Extrait du texte:
- - - - -
En juillet, quelque 300 joueurs étaient dans les starting-blocks de la Jupiler League. Chacun avec ses attentes, ses rêves, ses ambitions, son histoire. Une fois par mois, le Footballeur Secret de Sport/Foot Magazine dévoile les coulisses de notre championnat national.

« C’est sans doute une litote mais, jusqu’à présent, les arbitres vidéo ne sont pas bons. L’intention était bonne : offrir à l’arbitre un outil supplémentaire pour diminuer le nombre de décisions erronées. A mi-parcours de la compétition, il faut bien conclure que les arbitres vidéo sont impliqués dans l’une ou l’autre controverse chaque week-end. L’arbitraire règne en maître pour le moment et, du coup, beaucoup de joueurs ont du mal à juger quand l’arbitre vidéo doit intervenir.
- - - - -
Exercice: Recopiez, dans le texte sur les arbitres vidéo, le passage qui va de « En juillet, quelque » jusqu'à « vidéo doit intervenir. ».

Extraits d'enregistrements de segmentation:
- - - - -
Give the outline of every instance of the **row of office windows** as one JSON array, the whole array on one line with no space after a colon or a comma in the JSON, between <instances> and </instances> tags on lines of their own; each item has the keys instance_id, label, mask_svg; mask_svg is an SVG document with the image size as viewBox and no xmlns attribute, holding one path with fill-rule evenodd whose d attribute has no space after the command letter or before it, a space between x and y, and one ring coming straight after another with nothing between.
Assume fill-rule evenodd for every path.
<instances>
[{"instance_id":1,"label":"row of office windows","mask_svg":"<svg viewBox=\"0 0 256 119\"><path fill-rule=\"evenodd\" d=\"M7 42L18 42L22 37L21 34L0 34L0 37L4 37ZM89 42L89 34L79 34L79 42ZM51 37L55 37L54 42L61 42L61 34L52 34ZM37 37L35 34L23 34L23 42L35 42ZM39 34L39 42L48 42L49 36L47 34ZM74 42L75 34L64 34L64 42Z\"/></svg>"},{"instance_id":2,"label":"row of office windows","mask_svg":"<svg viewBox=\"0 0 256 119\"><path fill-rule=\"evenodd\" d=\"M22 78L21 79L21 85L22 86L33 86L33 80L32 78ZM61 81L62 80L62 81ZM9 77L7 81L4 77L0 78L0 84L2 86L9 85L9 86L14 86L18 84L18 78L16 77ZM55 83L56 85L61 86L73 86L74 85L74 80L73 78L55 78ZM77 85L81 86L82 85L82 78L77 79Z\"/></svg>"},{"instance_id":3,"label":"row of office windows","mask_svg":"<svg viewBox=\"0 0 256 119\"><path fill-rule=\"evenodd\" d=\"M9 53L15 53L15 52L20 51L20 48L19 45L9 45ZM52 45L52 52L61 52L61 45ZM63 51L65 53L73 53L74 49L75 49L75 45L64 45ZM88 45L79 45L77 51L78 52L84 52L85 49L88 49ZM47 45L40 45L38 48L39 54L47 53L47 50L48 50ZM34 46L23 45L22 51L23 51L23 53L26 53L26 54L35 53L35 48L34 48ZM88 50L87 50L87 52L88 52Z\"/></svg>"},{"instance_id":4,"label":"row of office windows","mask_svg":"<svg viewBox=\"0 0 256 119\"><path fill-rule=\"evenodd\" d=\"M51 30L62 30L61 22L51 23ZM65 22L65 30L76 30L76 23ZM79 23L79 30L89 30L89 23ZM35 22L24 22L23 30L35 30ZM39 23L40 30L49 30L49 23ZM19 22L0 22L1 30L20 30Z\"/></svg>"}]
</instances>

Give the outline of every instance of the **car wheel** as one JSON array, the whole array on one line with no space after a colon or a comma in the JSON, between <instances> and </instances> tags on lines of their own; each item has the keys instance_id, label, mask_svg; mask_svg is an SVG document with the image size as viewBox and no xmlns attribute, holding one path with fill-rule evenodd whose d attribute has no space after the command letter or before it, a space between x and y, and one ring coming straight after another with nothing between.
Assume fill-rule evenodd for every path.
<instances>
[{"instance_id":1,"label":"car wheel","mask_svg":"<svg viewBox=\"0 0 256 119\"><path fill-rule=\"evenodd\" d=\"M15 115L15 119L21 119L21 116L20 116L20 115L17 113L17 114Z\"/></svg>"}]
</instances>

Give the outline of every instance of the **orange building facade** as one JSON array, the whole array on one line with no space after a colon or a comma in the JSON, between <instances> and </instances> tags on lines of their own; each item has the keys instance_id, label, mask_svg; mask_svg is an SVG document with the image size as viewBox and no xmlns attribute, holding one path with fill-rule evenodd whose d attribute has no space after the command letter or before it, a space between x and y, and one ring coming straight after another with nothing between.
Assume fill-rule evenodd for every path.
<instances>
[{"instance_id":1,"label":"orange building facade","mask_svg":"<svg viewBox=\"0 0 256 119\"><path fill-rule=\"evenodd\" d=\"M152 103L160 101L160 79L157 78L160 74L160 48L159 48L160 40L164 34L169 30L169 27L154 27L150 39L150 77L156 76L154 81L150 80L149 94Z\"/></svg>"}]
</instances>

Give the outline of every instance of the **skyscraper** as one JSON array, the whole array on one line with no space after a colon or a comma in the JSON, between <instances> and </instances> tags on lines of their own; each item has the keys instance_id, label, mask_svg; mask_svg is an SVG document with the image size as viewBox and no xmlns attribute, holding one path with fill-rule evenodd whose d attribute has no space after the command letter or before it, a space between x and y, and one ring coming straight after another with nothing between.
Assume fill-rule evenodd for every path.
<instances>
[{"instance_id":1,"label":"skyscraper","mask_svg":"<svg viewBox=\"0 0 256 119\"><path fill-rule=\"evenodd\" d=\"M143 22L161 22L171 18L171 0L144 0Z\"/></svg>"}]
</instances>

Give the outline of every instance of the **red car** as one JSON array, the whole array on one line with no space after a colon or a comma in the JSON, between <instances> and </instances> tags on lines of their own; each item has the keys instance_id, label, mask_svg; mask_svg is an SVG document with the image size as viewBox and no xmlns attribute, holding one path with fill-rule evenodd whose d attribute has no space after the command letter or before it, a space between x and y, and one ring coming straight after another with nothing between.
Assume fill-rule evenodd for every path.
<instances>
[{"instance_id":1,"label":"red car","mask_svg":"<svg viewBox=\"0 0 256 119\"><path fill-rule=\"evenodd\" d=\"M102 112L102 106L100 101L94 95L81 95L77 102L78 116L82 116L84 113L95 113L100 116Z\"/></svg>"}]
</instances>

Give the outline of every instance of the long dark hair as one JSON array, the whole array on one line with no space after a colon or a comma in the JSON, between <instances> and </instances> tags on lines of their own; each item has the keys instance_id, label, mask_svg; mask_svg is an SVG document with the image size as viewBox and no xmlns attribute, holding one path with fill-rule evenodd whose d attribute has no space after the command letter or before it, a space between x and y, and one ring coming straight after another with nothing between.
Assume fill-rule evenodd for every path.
- - - - -
Tâche réalisée:
En juillet, quelque 300 joueurs étaient dans les starting-blocks de la Jupiler League. Chacun avec ses attentes, ses rêves, ses ambitions, son histoire. Une fois par mois, le Footballeur Secret de Sport/Foot Magazine dévoile les coulisses de notre championnat national.

« C’est sans doute une litote mais, jusqu’à présent, les arbitres vidéo ne sont pas bons. L’intention était bonne : offrir à l’arbitre un outil supplémentaire pour diminuer le nombre de décisions erronées. A mi-parcours de la compétition, il faut bien conclure que les arbitres vidéo sont impliqués dans l’une ou l’autre controverse chaque week-end. L’arbitraire règne en maître pour le moment et, du coup, beaucoup de joueurs ont du mal à juger quand l’arbitre vidéo doit intervenir.